What you have to do
Look through the data below for the line with "235, row 476." and the line with "299, row 233.", then output those two and all lines in between, exactly as written.

Records for the exercise
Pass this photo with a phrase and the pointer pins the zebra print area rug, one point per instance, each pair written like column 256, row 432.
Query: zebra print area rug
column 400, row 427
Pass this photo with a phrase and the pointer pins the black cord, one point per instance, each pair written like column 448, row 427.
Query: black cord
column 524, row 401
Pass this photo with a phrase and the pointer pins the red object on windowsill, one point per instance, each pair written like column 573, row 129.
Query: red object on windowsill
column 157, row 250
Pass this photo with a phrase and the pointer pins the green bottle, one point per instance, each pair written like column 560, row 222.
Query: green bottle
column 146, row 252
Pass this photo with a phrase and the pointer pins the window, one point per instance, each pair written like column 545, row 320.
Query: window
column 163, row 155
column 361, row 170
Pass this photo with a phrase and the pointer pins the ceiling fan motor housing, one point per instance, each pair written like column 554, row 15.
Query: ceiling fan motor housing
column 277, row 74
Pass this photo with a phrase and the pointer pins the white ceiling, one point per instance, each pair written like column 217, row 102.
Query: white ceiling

---

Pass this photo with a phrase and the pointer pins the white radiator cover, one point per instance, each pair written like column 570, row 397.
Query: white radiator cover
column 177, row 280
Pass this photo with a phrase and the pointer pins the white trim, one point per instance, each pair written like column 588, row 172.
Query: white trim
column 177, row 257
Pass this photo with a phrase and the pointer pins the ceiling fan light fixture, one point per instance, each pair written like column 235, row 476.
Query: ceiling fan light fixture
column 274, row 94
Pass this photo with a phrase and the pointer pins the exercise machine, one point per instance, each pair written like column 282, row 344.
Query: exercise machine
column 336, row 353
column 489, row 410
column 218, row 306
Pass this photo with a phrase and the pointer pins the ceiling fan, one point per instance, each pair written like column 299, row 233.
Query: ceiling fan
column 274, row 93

Answer space
Pass this photo with a phrase and the pointer pins the ceiling fan light fixture, one point per instance, each pair written like column 235, row 476.
Query: ceiling fan light fixture
column 274, row 94
Pass this photo with a phrase and the pointer pins the exercise machine, one point per instance, each pair written like column 282, row 344.
Query: exercise machine
column 336, row 353
column 489, row 410
column 218, row 306
Pass this photo with a phrase and the pointer pins the ceiling fan, one point per instance, each pair written like column 299, row 233.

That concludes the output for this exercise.